Set task
List each line of the entries below that contains the word "tail".
#####
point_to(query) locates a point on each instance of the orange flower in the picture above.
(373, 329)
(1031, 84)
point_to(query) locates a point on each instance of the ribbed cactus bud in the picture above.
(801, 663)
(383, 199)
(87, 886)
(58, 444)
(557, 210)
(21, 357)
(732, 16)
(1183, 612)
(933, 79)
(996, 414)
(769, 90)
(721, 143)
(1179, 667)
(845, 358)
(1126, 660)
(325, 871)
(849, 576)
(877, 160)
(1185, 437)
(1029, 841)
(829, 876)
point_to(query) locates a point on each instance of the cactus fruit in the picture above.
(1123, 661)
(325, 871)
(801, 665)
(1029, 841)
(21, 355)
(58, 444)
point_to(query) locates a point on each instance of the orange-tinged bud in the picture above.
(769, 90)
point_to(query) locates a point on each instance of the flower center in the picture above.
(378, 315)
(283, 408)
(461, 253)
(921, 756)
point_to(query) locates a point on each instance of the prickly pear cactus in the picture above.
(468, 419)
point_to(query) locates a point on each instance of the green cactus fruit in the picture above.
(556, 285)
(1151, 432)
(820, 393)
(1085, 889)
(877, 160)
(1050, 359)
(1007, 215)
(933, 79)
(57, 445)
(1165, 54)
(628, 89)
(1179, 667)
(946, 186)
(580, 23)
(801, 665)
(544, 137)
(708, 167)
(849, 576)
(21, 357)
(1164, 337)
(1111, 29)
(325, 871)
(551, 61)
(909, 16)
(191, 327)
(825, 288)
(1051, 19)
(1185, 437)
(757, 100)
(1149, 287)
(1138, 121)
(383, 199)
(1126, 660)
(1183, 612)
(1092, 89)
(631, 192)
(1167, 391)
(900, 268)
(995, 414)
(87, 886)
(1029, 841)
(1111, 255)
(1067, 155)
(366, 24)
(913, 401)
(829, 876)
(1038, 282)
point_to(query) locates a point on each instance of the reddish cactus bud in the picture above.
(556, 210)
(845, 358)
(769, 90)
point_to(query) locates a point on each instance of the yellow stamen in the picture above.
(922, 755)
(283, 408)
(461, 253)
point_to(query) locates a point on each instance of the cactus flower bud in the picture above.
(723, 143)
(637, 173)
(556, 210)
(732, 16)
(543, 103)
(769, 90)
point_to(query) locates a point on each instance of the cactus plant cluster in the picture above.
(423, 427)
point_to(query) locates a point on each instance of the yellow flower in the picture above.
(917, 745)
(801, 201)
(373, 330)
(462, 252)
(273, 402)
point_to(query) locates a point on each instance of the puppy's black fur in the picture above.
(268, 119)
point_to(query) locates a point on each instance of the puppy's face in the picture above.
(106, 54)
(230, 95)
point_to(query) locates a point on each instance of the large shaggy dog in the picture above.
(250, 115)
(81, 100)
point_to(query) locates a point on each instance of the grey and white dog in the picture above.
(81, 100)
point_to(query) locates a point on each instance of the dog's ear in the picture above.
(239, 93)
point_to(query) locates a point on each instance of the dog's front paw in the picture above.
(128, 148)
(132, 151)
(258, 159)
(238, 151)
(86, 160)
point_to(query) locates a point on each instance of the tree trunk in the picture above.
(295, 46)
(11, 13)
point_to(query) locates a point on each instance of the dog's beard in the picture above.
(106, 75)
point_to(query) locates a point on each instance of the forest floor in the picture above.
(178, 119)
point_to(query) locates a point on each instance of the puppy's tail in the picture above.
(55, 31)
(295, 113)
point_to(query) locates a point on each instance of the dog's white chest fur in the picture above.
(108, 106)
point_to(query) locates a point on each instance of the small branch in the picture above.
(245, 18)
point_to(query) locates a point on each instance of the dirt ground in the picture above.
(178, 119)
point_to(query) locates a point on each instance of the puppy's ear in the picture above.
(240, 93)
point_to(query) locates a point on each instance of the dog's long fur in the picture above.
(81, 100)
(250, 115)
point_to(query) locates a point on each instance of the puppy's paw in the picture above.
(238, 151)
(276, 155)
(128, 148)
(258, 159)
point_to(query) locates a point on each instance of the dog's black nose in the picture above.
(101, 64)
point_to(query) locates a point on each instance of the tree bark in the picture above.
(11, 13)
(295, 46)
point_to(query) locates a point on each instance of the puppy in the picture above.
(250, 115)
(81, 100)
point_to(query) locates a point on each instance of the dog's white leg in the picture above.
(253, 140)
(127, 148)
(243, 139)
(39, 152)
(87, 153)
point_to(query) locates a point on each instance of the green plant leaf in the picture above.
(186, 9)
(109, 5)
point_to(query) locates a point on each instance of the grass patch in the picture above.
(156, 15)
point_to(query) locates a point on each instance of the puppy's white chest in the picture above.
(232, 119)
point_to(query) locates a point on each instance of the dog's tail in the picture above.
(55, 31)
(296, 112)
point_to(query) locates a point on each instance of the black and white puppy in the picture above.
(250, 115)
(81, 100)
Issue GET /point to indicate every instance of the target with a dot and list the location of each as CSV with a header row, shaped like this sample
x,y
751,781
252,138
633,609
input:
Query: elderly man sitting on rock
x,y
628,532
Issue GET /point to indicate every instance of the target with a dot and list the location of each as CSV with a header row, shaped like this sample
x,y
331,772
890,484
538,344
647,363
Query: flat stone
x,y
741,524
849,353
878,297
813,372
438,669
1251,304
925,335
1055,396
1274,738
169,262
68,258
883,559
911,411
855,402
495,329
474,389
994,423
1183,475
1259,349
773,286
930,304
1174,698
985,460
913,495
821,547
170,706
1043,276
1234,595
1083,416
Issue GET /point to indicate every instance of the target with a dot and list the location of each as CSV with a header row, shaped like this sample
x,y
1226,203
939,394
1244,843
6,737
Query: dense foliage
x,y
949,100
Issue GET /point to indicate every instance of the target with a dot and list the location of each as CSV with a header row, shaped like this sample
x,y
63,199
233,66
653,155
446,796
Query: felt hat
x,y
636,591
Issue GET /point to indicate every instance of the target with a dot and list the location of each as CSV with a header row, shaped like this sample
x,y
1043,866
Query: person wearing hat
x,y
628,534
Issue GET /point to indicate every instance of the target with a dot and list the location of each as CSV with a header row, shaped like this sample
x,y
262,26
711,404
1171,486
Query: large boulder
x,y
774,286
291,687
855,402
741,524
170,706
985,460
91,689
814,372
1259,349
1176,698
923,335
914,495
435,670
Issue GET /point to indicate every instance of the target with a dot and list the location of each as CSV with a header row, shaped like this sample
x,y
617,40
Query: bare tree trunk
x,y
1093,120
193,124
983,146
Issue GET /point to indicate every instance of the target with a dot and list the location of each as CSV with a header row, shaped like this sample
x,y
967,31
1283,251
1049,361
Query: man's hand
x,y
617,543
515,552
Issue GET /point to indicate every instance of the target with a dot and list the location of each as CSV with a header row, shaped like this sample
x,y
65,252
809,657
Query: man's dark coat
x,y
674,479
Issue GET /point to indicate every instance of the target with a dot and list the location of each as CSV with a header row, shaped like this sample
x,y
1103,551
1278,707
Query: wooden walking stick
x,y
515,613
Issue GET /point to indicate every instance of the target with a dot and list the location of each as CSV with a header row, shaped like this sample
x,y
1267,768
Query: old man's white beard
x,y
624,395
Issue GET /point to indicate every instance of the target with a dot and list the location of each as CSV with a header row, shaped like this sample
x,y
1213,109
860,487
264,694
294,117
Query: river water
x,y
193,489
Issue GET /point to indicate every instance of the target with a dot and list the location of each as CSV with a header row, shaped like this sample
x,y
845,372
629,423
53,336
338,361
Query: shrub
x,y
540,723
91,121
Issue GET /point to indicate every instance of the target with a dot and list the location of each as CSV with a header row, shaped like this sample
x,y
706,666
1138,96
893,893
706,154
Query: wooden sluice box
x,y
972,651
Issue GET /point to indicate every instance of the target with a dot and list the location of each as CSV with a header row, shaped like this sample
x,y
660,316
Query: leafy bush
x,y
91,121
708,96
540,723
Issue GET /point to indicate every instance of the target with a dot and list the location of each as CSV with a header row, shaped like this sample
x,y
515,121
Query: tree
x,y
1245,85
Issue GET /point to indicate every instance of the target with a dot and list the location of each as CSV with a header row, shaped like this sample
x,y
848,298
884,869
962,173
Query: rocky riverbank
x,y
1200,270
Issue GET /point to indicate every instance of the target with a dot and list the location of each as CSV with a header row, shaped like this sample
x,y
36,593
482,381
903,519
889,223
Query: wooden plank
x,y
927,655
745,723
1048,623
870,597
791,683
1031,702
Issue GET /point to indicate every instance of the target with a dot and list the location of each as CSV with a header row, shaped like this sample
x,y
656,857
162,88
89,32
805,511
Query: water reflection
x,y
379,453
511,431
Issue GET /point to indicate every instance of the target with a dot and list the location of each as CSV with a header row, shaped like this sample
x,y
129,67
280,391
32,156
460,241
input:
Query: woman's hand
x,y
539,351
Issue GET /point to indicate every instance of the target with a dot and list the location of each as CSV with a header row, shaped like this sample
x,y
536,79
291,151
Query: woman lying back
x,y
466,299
#####
Correct answer
point_to(query) locates a point on each instance of the puppy's tail in the picture above.
point_to(query) locates a point on each instance of the dog's tail in the picture above.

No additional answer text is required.